Material provided:
=== Begin Enclosure ===
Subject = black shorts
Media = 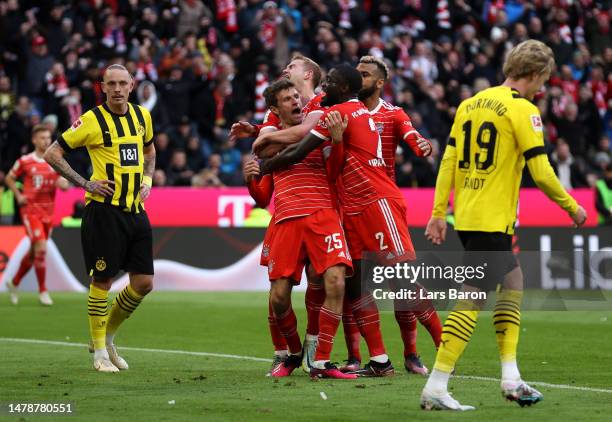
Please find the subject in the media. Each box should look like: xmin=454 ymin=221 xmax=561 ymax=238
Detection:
xmin=457 ymin=231 xmax=518 ymax=291
xmin=81 ymin=201 xmax=154 ymax=278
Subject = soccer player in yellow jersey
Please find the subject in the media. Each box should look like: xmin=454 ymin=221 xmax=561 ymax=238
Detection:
xmin=44 ymin=64 xmax=156 ymax=372
xmin=420 ymin=40 xmax=587 ymax=410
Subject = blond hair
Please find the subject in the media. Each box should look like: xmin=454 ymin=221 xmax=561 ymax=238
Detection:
xmin=291 ymin=54 xmax=322 ymax=88
xmin=359 ymin=55 xmax=390 ymax=81
xmin=503 ymin=40 xmax=555 ymax=80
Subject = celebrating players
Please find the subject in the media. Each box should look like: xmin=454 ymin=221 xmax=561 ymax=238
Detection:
xmin=5 ymin=125 xmax=69 ymax=306
xmin=420 ymin=40 xmax=587 ymax=410
xmin=44 ymin=64 xmax=156 ymax=373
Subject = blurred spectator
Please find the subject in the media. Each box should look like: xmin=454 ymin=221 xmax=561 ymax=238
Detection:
xmin=595 ymin=163 xmax=612 ymax=226
xmin=550 ymin=139 xmax=588 ymax=189
xmin=166 ymin=149 xmax=194 ymax=186
xmin=154 ymin=132 xmax=172 ymax=171
xmin=137 ymin=80 xmax=167 ymax=131
xmin=193 ymin=153 xmax=225 ymax=187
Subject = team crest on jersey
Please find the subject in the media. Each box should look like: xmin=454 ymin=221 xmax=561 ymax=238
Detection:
xmin=137 ymin=123 xmax=146 ymax=136
xmin=71 ymin=118 xmax=83 ymax=131
xmin=530 ymin=115 xmax=543 ymax=132
xmin=375 ymin=122 xmax=384 ymax=134
xmin=268 ymin=259 xmax=275 ymax=274
xmin=95 ymin=259 xmax=107 ymax=271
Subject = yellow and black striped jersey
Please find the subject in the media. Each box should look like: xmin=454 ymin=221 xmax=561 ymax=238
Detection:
xmin=433 ymin=85 xmax=577 ymax=234
xmin=59 ymin=102 xmax=153 ymax=213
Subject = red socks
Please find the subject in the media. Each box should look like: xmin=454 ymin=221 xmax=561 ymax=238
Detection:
xmin=394 ymin=308 xmax=418 ymax=357
xmin=350 ymin=293 xmax=386 ymax=358
xmin=412 ymin=284 xmax=442 ymax=348
xmin=274 ymin=307 xmax=302 ymax=354
xmin=33 ymin=249 xmax=47 ymax=293
xmin=305 ymin=281 xmax=325 ymax=336
xmin=268 ymin=300 xmax=288 ymax=351
xmin=12 ymin=253 xmax=33 ymax=287
xmin=342 ymin=299 xmax=361 ymax=361
xmin=314 ymin=307 xmax=341 ymax=362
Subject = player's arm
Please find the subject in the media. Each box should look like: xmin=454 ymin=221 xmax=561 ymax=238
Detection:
xmin=5 ymin=165 xmax=25 ymax=205
xmin=426 ymin=131 xmax=458 ymax=245
xmin=56 ymin=177 xmax=70 ymax=191
xmin=260 ymin=133 xmax=324 ymax=174
xmin=323 ymin=110 xmax=348 ymax=181
xmin=396 ymin=110 xmax=432 ymax=157
xmin=244 ymin=158 xmax=274 ymax=207
xmin=44 ymin=142 xmax=114 ymax=197
xmin=140 ymin=109 xmax=156 ymax=201
xmin=253 ymin=111 xmax=323 ymax=154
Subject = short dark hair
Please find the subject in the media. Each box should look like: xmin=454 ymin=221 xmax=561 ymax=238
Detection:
xmin=263 ymin=79 xmax=296 ymax=108
xmin=333 ymin=64 xmax=362 ymax=95
xmin=359 ymin=56 xmax=389 ymax=81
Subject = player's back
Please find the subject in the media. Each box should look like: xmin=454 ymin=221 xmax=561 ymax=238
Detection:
xmin=450 ymin=85 xmax=539 ymax=233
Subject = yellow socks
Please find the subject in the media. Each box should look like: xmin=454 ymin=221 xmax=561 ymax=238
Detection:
xmin=88 ymin=284 xmax=109 ymax=350
xmin=106 ymin=283 xmax=144 ymax=344
xmin=433 ymin=300 xmax=480 ymax=373
xmin=494 ymin=288 xmax=523 ymax=381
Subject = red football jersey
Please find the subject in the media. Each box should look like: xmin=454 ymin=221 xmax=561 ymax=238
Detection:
xmin=270 ymin=94 xmax=333 ymax=223
xmin=369 ymin=99 xmax=428 ymax=180
xmin=311 ymin=99 xmax=404 ymax=215
xmin=9 ymin=153 xmax=59 ymax=219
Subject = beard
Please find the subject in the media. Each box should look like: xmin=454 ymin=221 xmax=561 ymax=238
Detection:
xmin=320 ymin=92 xmax=339 ymax=107
xmin=358 ymin=85 xmax=378 ymax=101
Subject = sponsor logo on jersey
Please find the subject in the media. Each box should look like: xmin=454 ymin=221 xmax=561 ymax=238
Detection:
xmin=71 ymin=118 xmax=83 ymax=131
xmin=530 ymin=115 xmax=543 ymax=132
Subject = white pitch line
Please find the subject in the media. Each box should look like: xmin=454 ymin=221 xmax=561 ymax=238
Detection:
xmin=2 ymin=337 xmax=612 ymax=395
xmin=0 ymin=337 xmax=268 ymax=362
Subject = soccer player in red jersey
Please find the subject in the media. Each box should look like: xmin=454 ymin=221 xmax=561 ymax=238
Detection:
xmin=247 ymin=79 xmax=356 ymax=379
xmin=231 ymin=55 xmax=328 ymax=373
xmin=337 ymin=56 xmax=442 ymax=376
xmin=262 ymin=64 xmax=415 ymax=376
xmin=5 ymin=125 xmax=69 ymax=306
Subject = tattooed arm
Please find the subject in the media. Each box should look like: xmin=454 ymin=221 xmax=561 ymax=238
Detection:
xmin=140 ymin=143 xmax=156 ymax=201
xmin=44 ymin=141 xmax=115 ymax=197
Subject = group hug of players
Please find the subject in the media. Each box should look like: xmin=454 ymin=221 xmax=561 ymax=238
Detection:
xmin=230 ymin=55 xmax=442 ymax=380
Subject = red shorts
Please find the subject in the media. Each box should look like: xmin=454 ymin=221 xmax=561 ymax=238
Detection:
xmin=268 ymin=208 xmax=353 ymax=283
xmin=260 ymin=219 xmax=276 ymax=267
xmin=21 ymin=213 xmax=53 ymax=242
xmin=343 ymin=198 xmax=415 ymax=262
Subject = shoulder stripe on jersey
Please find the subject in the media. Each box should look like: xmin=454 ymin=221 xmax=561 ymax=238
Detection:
xmin=131 ymin=173 xmax=141 ymax=212
xmin=132 ymin=104 xmax=145 ymax=132
xmin=125 ymin=105 xmax=137 ymax=136
xmin=105 ymin=163 xmax=115 ymax=204
xmin=57 ymin=135 xmax=73 ymax=151
xmin=310 ymin=129 xmax=329 ymax=141
xmin=110 ymin=112 xmax=125 ymax=137
xmin=448 ymin=137 xmax=456 ymax=147
xmin=92 ymin=107 xmax=112 ymax=147
xmin=118 ymin=173 xmax=130 ymax=209
xmin=511 ymin=89 xmax=521 ymax=99
xmin=523 ymin=146 xmax=546 ymax=160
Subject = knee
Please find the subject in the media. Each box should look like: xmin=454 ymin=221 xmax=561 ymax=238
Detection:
xmin=135 ymin=277 xmax=154 ymax=296
xmin=269 ymin=285 xmax=289 ymax=312
xmin=324 ymin=266 xmax=345 ymax=298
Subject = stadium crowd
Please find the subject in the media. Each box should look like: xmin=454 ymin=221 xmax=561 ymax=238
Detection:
xmin=0 ymin=0 xmax=610 ymax=192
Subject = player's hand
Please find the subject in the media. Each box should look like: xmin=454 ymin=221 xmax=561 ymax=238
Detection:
xmin=230 ymin=121 xmax=258 ymax=142
xmin=85 ymin=179 xmax=115 ymax=197
xmin=425 ymin=217 xmax=447 ymax=245
xmin=570 ymin=205 xmax=587 ymax=228
xmin=15 ymin=193 xmax=27 ymax=206
xmin=140 ymin=183 xmax=152 ymax=201
xmin=243 ymin=158 xmax=261 ymax=182
xmin=417 ymin=137 xmax=432 ymax=156
xmin=325 ymin=111 xmax=348 ymax=144
xmin=252 ymin=133 xmax=270 ymax=155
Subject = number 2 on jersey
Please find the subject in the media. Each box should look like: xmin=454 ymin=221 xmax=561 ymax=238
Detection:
xmin=458 ymin=120 xmax=498 ymax=173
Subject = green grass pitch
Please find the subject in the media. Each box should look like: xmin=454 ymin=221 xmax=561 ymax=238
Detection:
xmin=1 ymin=291 xmax=611 ymax=421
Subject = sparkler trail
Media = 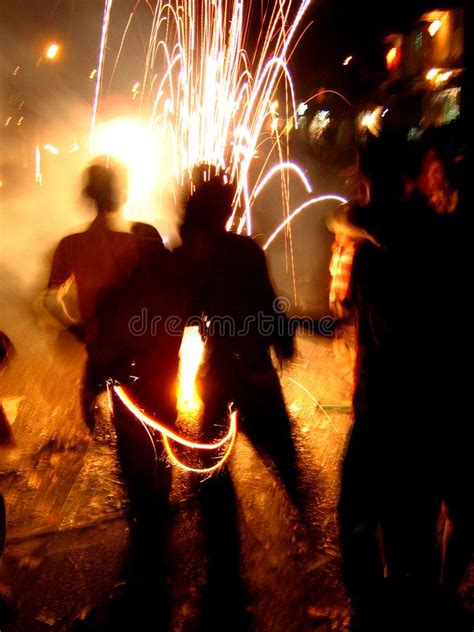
=== End Enclosure ===
Task brief:
Please report the number of lines in the listing that include "players", and add nothing to it.

Task result:
2